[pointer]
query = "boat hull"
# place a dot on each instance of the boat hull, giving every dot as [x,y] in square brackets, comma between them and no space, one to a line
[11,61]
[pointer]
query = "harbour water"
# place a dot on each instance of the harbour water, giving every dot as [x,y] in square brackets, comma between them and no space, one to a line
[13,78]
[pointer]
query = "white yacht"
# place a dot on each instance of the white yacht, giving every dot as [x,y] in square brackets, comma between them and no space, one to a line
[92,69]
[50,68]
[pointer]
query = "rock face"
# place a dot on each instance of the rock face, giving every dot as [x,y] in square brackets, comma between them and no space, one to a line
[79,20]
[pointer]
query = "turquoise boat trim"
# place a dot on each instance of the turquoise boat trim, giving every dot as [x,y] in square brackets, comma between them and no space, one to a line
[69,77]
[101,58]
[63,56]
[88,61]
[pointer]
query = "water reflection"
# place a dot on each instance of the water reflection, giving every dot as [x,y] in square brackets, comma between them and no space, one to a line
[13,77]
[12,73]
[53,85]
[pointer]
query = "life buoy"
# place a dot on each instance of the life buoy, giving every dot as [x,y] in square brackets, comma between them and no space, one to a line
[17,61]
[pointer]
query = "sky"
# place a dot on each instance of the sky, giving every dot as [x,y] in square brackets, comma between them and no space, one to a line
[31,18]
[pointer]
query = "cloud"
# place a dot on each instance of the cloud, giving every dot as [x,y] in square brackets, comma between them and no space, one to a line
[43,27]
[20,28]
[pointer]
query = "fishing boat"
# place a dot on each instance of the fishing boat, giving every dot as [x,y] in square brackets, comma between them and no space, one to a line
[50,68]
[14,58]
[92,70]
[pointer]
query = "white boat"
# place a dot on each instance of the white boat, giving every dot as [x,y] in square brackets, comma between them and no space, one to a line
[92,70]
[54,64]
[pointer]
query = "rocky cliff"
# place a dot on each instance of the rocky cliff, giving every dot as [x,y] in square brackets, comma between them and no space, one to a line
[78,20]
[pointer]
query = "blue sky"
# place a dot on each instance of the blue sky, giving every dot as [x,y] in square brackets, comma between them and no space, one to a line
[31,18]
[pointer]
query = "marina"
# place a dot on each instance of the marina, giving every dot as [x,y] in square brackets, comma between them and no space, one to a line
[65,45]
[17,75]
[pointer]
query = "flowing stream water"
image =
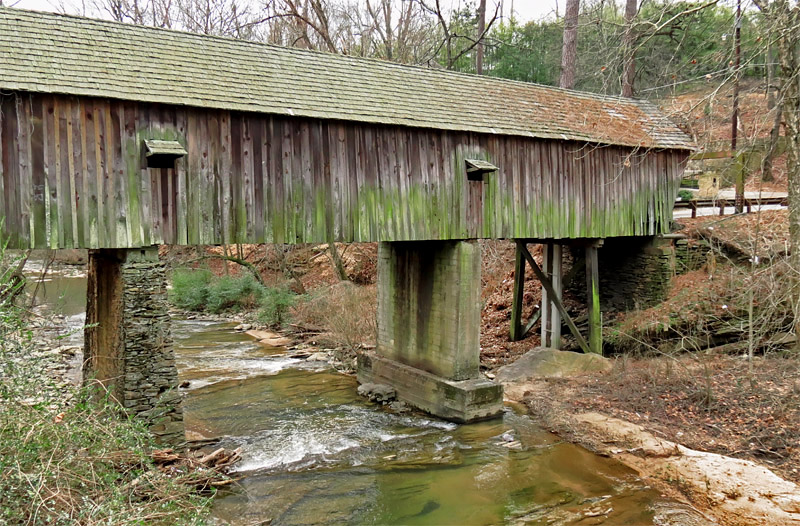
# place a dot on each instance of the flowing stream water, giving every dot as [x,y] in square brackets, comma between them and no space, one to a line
[316,453]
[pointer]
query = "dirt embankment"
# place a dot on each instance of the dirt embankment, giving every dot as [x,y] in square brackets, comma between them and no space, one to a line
[726,490]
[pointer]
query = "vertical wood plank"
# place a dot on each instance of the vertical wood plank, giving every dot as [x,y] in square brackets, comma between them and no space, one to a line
[593,300]
[519,292]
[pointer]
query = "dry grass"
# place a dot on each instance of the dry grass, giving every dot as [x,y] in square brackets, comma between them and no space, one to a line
[343,315]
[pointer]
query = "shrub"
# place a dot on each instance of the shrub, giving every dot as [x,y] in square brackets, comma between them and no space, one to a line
[275,304]
[67,456]
[190,289]
[345,311]
[233,293]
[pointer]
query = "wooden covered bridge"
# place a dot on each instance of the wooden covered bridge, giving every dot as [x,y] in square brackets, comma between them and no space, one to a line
[118,138]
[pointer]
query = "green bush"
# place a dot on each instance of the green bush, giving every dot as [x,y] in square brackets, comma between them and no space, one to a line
[190,289]
[233,293]
[68,456]
[275,304]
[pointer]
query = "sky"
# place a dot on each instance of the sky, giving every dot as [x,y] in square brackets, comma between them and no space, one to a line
[525,9]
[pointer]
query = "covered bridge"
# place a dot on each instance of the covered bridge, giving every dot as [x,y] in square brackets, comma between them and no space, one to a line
[118,137]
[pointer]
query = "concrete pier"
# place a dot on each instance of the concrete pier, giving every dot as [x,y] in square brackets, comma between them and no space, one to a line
[429,330]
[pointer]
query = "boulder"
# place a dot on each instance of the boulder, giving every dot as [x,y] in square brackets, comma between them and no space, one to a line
[379,393]
[542,362]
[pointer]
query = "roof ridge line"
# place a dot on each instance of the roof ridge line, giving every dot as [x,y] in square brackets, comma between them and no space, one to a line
[339,56]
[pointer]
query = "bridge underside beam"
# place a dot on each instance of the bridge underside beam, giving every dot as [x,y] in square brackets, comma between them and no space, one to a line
[429,330]
[552,309]
[127,343]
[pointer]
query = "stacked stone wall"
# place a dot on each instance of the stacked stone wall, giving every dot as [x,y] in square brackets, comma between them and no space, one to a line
[128,341]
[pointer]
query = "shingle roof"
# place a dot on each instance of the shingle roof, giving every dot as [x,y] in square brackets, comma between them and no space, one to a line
[50,53]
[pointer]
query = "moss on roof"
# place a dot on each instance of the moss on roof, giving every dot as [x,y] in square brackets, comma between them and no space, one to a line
[51,53]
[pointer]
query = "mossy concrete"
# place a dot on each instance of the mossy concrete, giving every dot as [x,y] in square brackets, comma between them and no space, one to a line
[429,329]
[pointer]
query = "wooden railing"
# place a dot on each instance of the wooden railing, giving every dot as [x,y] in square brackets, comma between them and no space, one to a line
[694,204]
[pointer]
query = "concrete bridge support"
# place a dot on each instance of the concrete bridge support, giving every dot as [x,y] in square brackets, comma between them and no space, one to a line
[128,347]
[429,330]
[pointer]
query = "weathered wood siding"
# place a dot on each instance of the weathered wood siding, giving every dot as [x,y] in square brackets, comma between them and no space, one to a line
[74,175]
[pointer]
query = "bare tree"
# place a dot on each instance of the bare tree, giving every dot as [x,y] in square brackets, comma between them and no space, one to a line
[450,37]
[629,51]
[481,29]
[784,17]
[569,53]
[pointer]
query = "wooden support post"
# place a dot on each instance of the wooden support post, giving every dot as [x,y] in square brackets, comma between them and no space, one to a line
[547,262]
[593,301]
[556,303]
[555,280]
[519,290]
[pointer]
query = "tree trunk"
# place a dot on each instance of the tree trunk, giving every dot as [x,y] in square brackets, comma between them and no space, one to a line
[481,29]
[786,18]
[569,50]
[629,53]
[774,137]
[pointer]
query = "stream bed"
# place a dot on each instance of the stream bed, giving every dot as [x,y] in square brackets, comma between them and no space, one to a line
[315,453]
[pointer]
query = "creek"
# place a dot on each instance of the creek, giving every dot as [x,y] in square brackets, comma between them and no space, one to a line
[316,453]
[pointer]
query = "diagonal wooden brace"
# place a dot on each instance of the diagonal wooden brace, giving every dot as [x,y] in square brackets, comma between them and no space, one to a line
[554,298]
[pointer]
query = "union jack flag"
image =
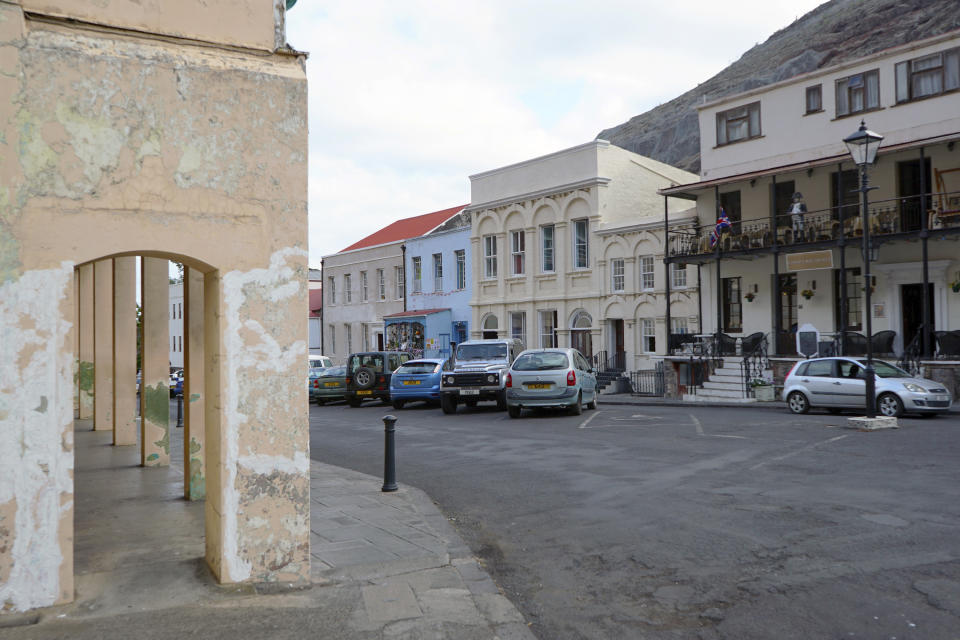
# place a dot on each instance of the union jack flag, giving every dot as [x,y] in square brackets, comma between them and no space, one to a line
[723,224]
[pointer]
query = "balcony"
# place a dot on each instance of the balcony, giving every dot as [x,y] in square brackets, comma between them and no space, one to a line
[897,217]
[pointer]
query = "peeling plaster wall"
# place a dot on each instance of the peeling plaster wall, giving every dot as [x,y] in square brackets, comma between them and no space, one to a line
[127,144]
[36,438]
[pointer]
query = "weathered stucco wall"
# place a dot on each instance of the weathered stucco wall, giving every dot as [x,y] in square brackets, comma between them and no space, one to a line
[111,144]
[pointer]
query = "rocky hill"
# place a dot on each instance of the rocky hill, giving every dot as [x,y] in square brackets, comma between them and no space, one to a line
[834,32]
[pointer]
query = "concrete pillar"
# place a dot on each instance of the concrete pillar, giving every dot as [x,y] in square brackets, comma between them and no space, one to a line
[194,480]
[125,351]
[103,345]
[155,385]
[85,361]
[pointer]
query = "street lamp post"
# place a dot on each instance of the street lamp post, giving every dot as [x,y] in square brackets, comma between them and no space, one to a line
[863,145]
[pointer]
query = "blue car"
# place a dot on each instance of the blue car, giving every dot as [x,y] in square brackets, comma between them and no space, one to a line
[416,380]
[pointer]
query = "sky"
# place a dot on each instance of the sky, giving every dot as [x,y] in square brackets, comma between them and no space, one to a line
[408,98]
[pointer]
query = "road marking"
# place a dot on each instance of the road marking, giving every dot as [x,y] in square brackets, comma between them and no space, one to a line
[800,450]
[583,425]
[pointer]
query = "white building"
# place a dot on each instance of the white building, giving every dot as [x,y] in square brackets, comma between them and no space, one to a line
[774,271]
[560,248]
[365,282]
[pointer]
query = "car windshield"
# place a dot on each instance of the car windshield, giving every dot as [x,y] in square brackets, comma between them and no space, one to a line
[884,370]
[417,368]
[541,361]
[482,352]
[369,360]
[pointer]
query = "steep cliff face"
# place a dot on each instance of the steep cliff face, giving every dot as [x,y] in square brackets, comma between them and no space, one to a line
[834,32]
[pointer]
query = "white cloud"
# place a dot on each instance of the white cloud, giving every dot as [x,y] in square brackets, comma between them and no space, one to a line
[408,99]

| WORK REQUEST |
Each line from the one containing "# place a dot on each instance of the steep" down to the last line of the material above is to be transcribed exactly, with nothing else included.

| RESPONSE BELOW |
# place a dot on each instance of the steep cliff face, giving every dot as [x,y] in square brackets, comma between them and no space, one to a line
[834,32]
[pointer]
query = "white cloud"
# place a dot on each instance of the white cloud, giving every dot as [x,y] in square brackets, comma between them and no space, one to a line
[408,99]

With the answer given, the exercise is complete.